## Passage provided
####

# Studios Unwinding VHS Shipments



## Mark Holtz (Mar 23, 2002)

From Video Business:

*Studios Unwinding VHS Shipments
Retailers OK with shift*

Studios are putting a few more nails in VHS' coffin-and many retailers appear ready for the funeral.

As the majority of U.S. households now own DVD players, the Video Software Dealers Assn. estimates that VHS made up 17% of rental revenue year-to-date through July 10. That's down from VHS' 29% share for 2004.

So it's perhaps unsurprising that sources now say Buena Vista Home Entertainment has told a number of rental and sell-through accounts not to expect any new VHS title production in 2006. Indeed, the studio is not bringing out family comedy _Herbie: Fully Loaded_ on VHS.

FULL ARTICLE HERE


----------



## Nick (Apr 23, 2002)

The VCR, as a consumer electronics product, is dead.


----------



## bobsupra (Jul 12, 2002)

Nick said:


> The VCR, as a consumer electronics product, is dead.


I've had two VCR's die this year, and didn't replace them. Only one left in the house. We have three DVD players, tho. Sign of the times, I guess.


----------



## olgeezer (Dec 5, 2003)

The question on the demise of the VCR may not be tied to the ownership of a DVD player, but the % ownership of a DVD recorder or DVR. Remember it is still the only archivable format available for recording HD content (of course the movie industry has their foot in the middle of that one, preventing anything other than OTA).


----------



## albert71292 (Aug 19, 2005)

Nick said:


> The VCR, as a consumer electronics product, is dead.


I still use mine for "time shifting" TV shows. Refuse to buy a DVR or Tivo until they eliminate those monthly fees... I have enough monthly bills already!

####

## Dataset content

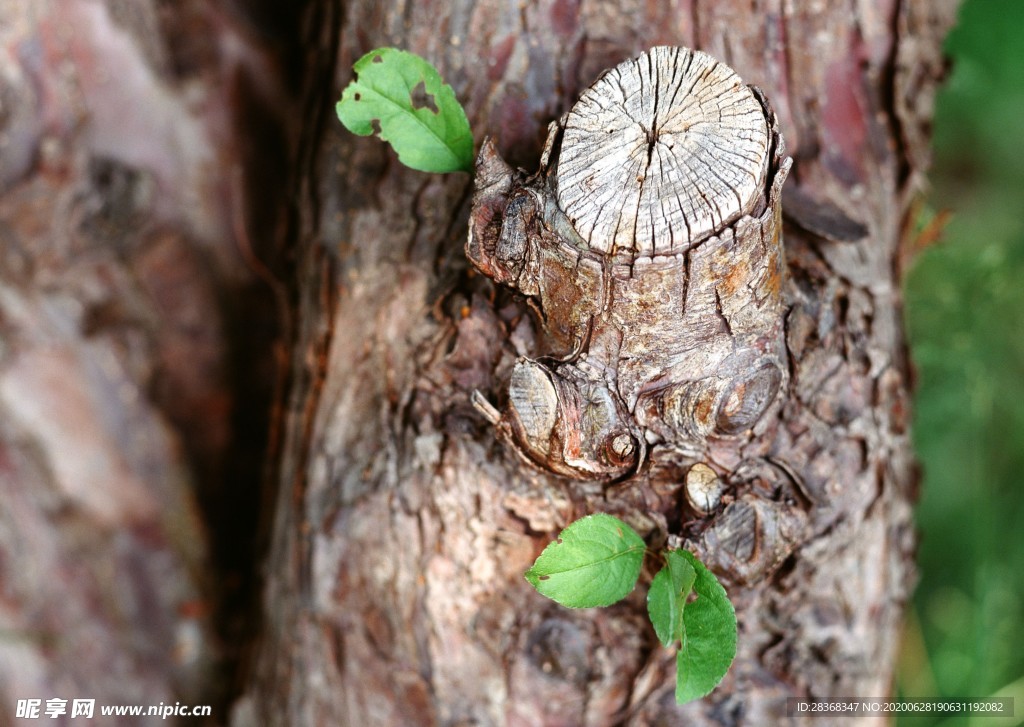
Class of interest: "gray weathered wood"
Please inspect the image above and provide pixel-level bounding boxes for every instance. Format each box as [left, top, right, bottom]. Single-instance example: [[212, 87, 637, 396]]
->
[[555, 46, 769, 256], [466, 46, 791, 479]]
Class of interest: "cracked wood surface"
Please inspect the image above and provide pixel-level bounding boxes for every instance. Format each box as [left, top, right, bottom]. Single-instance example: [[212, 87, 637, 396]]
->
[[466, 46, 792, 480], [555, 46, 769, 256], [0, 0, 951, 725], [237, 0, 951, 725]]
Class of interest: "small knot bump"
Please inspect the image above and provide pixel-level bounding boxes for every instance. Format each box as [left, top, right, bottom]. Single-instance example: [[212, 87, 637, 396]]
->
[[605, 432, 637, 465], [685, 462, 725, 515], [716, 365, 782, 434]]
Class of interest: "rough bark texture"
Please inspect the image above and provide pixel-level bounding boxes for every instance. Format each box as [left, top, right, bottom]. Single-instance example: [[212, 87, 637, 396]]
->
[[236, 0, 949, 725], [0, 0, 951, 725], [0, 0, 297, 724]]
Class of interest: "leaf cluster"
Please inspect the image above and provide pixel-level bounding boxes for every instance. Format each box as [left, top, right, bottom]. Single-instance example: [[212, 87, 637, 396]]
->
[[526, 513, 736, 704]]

####

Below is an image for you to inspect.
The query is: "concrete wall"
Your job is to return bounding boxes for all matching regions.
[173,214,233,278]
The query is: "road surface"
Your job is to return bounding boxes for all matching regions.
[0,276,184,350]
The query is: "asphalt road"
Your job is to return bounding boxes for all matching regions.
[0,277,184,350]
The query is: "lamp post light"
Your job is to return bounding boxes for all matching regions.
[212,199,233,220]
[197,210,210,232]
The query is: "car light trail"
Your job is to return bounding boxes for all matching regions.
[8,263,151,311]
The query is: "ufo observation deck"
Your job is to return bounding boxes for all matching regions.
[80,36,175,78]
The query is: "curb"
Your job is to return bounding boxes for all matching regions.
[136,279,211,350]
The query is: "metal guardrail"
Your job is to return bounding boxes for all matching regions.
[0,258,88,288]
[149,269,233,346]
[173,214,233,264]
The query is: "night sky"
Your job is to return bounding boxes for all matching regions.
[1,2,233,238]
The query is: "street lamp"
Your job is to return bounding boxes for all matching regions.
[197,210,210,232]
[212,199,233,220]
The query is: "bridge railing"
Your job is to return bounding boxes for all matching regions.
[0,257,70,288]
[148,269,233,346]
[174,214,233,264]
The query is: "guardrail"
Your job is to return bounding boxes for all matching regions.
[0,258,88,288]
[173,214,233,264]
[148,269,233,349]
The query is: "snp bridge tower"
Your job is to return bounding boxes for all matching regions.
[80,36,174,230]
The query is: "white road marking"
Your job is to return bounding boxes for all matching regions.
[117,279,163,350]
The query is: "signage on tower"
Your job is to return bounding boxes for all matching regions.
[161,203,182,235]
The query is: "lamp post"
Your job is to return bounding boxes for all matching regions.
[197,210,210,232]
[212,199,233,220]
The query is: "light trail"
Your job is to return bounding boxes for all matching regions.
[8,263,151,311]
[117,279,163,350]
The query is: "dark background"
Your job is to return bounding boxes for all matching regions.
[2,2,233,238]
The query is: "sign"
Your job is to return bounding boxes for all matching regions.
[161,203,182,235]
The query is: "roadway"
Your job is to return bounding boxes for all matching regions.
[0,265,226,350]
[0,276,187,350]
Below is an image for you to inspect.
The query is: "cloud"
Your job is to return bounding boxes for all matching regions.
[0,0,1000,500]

####

## Required actions
1 > In the forum thread on VHS shipments, print the passage that begins at the words "Studios are putting" and stop after "Loaded_ on VHS.".
2 > According to the forum thread on VHS shipments, which family comedy is Buena Vista not releasing on VHS?

## Written answers
1 >
Studios are putting a few more nails in VHS' coffin-and many retailers appear ready for the funeral.

As the majority of U.S. households now own DVD players, the Video Software Dealers Assn. estimates that VHS made up 17% of rental revenue year-to-date through July 10. That's down from VHS' 29% share for 2004.

So it's perhaps unsurprising that sources now say Buena Vista Home Entertainment has told a number of rental and sell-through accounts not to expect any new VHS title production in 2006. Indeed, the studio is not bringing out family comedy _Herbie: Fully Loaded_ on VHS.

2 > Herbie: Fully Loaded